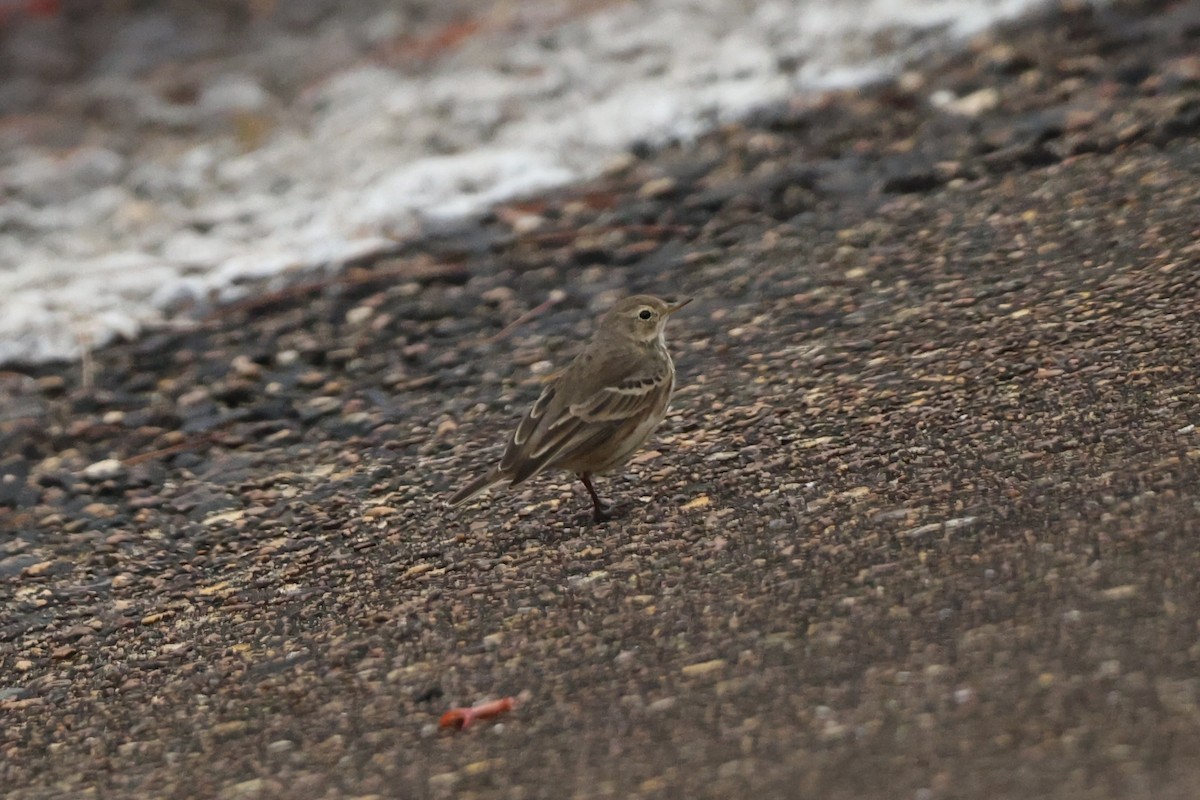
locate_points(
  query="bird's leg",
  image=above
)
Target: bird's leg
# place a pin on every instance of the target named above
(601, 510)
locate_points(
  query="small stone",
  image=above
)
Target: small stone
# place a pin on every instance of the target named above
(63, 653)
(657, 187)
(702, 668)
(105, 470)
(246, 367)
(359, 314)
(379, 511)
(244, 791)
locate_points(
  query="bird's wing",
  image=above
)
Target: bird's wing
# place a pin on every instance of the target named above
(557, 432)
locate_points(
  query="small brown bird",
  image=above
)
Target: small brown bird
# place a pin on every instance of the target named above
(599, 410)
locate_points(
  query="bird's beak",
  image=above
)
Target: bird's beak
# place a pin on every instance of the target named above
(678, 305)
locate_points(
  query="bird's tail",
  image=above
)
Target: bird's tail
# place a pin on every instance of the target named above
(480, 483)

* * *

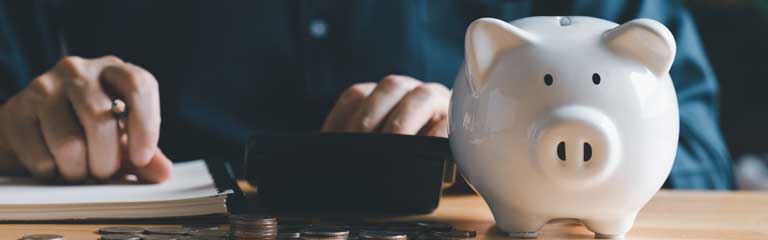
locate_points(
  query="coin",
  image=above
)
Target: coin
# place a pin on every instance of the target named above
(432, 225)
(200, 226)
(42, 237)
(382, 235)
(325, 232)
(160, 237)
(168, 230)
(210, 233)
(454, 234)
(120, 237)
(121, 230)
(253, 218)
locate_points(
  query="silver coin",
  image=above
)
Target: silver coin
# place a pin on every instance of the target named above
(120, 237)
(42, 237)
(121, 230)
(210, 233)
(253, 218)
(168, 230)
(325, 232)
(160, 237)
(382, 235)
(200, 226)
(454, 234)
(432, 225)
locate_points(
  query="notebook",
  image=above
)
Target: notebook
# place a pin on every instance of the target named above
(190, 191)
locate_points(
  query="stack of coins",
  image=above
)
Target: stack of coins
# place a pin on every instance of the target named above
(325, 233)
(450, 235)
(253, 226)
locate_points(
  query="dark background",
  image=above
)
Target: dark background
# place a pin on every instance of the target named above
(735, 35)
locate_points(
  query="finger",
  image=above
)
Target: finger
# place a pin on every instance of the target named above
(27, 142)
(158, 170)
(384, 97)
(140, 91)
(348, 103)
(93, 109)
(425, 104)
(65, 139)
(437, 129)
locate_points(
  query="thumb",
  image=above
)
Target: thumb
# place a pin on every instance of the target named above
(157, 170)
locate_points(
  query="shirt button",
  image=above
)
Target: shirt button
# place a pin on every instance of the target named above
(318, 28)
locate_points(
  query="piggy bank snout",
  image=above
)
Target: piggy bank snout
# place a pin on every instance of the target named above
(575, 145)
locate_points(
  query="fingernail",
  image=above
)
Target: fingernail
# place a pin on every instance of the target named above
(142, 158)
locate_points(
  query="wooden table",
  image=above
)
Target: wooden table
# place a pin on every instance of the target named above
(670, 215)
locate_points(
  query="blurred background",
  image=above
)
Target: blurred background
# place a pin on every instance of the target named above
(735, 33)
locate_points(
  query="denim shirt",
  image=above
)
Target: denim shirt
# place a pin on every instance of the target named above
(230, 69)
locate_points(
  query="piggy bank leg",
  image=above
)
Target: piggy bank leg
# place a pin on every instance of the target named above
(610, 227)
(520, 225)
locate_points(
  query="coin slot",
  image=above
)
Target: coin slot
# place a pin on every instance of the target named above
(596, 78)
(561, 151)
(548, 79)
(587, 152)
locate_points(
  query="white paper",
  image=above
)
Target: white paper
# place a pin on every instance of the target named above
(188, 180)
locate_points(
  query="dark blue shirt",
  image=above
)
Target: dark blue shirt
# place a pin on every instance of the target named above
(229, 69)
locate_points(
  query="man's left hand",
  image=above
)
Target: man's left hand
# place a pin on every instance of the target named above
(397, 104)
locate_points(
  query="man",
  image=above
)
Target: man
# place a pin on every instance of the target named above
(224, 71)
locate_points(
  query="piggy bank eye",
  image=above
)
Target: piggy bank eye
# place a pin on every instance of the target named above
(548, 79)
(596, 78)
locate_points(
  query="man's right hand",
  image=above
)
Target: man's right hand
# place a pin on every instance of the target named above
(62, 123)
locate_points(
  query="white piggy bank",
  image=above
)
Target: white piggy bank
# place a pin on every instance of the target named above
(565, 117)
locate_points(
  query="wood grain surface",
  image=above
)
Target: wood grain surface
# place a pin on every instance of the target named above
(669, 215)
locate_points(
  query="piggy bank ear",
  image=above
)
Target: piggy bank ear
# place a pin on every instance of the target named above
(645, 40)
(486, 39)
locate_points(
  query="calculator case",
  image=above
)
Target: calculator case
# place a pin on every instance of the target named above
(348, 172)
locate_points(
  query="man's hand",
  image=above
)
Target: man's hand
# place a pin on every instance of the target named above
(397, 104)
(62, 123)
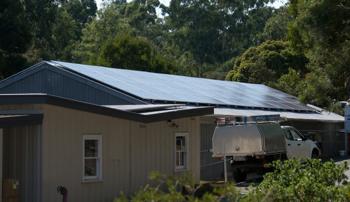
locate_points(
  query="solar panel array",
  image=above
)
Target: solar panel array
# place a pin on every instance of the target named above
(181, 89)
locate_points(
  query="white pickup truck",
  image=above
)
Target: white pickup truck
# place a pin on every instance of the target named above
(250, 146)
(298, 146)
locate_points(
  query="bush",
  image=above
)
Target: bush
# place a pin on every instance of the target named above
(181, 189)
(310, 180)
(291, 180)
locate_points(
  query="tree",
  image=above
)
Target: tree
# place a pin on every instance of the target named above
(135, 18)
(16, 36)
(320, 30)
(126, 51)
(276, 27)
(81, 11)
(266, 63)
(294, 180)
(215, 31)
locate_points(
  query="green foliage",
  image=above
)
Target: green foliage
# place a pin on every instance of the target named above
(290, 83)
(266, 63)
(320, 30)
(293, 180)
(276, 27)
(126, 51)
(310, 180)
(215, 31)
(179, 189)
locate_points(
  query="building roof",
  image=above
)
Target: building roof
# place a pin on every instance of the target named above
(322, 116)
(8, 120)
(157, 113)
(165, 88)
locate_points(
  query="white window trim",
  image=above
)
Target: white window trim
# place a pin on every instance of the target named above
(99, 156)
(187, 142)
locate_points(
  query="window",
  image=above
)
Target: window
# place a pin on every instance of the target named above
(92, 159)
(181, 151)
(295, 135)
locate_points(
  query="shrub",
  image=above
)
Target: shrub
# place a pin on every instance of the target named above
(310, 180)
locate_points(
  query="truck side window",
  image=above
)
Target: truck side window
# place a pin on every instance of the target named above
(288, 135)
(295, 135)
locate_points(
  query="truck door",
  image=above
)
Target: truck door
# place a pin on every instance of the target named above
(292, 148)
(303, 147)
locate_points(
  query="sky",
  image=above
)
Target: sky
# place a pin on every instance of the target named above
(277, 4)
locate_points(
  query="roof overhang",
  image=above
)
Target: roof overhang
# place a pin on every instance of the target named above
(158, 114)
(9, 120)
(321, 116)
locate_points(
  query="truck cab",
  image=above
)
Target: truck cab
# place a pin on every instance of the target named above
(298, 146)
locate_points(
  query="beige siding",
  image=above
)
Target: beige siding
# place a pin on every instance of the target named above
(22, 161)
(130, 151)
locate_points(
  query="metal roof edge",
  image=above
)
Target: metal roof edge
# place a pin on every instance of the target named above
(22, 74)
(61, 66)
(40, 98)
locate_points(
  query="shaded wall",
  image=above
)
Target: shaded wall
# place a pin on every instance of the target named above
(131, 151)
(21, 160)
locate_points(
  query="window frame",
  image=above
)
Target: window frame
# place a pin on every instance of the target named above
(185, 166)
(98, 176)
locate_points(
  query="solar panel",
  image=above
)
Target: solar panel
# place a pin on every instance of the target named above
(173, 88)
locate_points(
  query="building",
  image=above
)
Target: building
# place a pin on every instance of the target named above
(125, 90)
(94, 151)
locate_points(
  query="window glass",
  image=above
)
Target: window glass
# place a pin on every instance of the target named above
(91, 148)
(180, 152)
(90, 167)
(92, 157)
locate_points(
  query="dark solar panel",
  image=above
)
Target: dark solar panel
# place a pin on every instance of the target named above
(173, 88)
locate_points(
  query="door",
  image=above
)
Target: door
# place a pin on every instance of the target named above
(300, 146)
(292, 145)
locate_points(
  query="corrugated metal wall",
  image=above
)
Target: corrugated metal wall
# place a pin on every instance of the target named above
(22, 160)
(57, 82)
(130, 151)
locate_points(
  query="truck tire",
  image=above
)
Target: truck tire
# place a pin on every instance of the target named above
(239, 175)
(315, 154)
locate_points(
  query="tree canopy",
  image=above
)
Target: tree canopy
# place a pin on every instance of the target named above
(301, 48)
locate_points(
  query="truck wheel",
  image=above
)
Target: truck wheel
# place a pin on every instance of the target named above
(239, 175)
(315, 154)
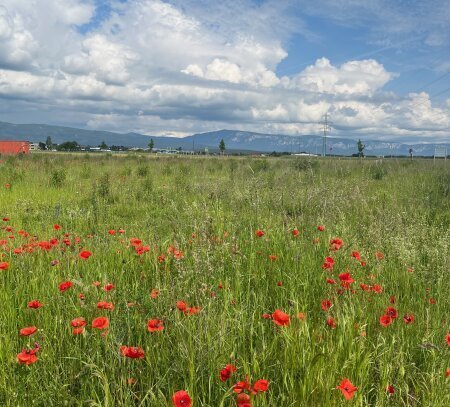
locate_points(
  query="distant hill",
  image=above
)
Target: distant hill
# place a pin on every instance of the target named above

(Your objective):
Display every line from the rows above that contains the word "background".

(Response):
  query="dark background",
Target: dark background
  query="blurred background",
Target: blurred background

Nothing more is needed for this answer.